- 指示と条件: 吃音ショートコースの文章のうち、「僕が思う本当に暮らしやすい社」を含むことばで始まり「イクルが回るのだと思います。」で終わるところを、一字も変えずに書き写してください。

── 抜粋

第14回吃音ショートコース~発表の広場~

 吃音ショートコースという、2泊3日の体験型のワークショップを21年続けました。迎えた講師のジャンルは幅広く、僕たちの学びの場でした。交流分析、論理療法、認知行動療法、アサーション、アドラー心理学、笑いとユーモア、表現など、その分野の第一人者を迎えてのワークショップは、楽しい時間でした。今、その吃音ショートコースは、新・吃音ショートコースと名前を変えて続いています。
 今日は、第14回吃音ショートコースの「発表の広場」というプログラムの報告です。「スタタリング・ナウ」2008.12.23NO.172 より紹介します。

 
 どもる子ども、どもる人のためのことばのレッスンをテーマに開かれた今年の吃音ショートコース。テーマについては、詳しく年報などで紹介するが、プログラムの中には恒例の「発表の広場」がある。どもる人、どもる子どもの親、どもる子どもを支援する臨床家、それぞれの発表は毎年とても充実し、新しい発見や感動がある。
 吃音ショートコースの報告は、今年はこの発表の広場の一部を紹介する。紙面の都合で8人の発表の中から、はじめの4人を紹介する。参加者の中で最年少と最年長が続いたのはおもしろかった。
 当日の発表のテープ起こしに少し手を加え、再現しました。文責は、編集部にあります。

  僕が、今考えていること
                        佐々木大輔 浜田市立小学校6年生

 僕が思う本当に暮らしやすい社会は、弱い立場の人たちがのびのびと生きられる社会です。これを自分なりにどもりに例えると、どもる人がのびのびとどもることができる社会だと僕は思います。そのためには、二つやり方があると思います。
 一つ目は、その人なりの考えをもって、他の人の視線を気にしないこと。二つ目は、他の周りの人がその相手の人に対して自分と違う考え方を、その人らしさとして認めてあげることだと思います。
 一つ目の、その人なりの考えをもっというのは、一言で言えば、自分のどもりについて知ることだと思います。そのために、何をすればよいかを、僕の好きな福沢諭吉さんが『学問のすすめ』の「まんが版」の中で、書いていたのを紹介します。
 まず観察、それから推論、この間に読書が入って、知識を増やします。それから、議論をします。他の人と情報交換をし、発表する。
 自分の意見を大勢の前で発表するというのは、かなり自分の考えがはっきりしていないとできないことだと思うので、大事なことだなと思います。
 僕は、このサイクルのできるのが、大阪吃音教室や、ことばの教室だと思います。最初の観察とか推論は、一人でできることだけど、議論や発表は、同じような仲間がいないとできません。そのためにも大阪吃音教室が大事になってくると思います。仲間がいるからこそ、このサイクルが回るのだと思います。

────
── データ欄

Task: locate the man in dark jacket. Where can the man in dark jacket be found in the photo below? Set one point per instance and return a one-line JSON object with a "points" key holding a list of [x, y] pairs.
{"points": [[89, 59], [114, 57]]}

────

- 解答欄:
僕が思う本当に暮らしやすい社会は、弱い立場の人たちがのびのびと生きられる社会です。これを自分なりにどもりに例えると、どもる人がのびのびとどもることができる社会だと僕は思います。そのためには、二つやり方があると思います。
 一つ目は、その人なりの考えをもって、他の人の視線を気にしないこと。二つ目は、他の周りの人がその相手の人に対して自分と違う考え方を、その人らしさとして認めてあげることだと思います。
 一つ目の、その人なりの考えをもっというのは、一言で言えば、自分のどもりについて知ることだと思います。そのために、何をすればよいかを、僕の好きな福沢諭吉さんが『学問のすすめ』の「まんが版」の中で、書いていたのを紹介します。
 まず観察、それから推論、この間に読書が入って、知識を増やします。それから、議論をします。他の人と情報交換をし、発表する。
 自分の意見を大勢の前で発表するというのは、かなり自分の考えがはっきりしていないとできないことだと思うので、大事なことだなと思います。
 僕は、このサイクルのできるのが、大阪吃音教室や、ことばの教室だと思います。最初の観察とか推論は、一人でできることだけど、議論や発表は、同じような仲間がいないとできません。そのためにも大阪吃音教室が大事になってくると思います。仲間がいるからこそ、このサイクルが回るのだと思います。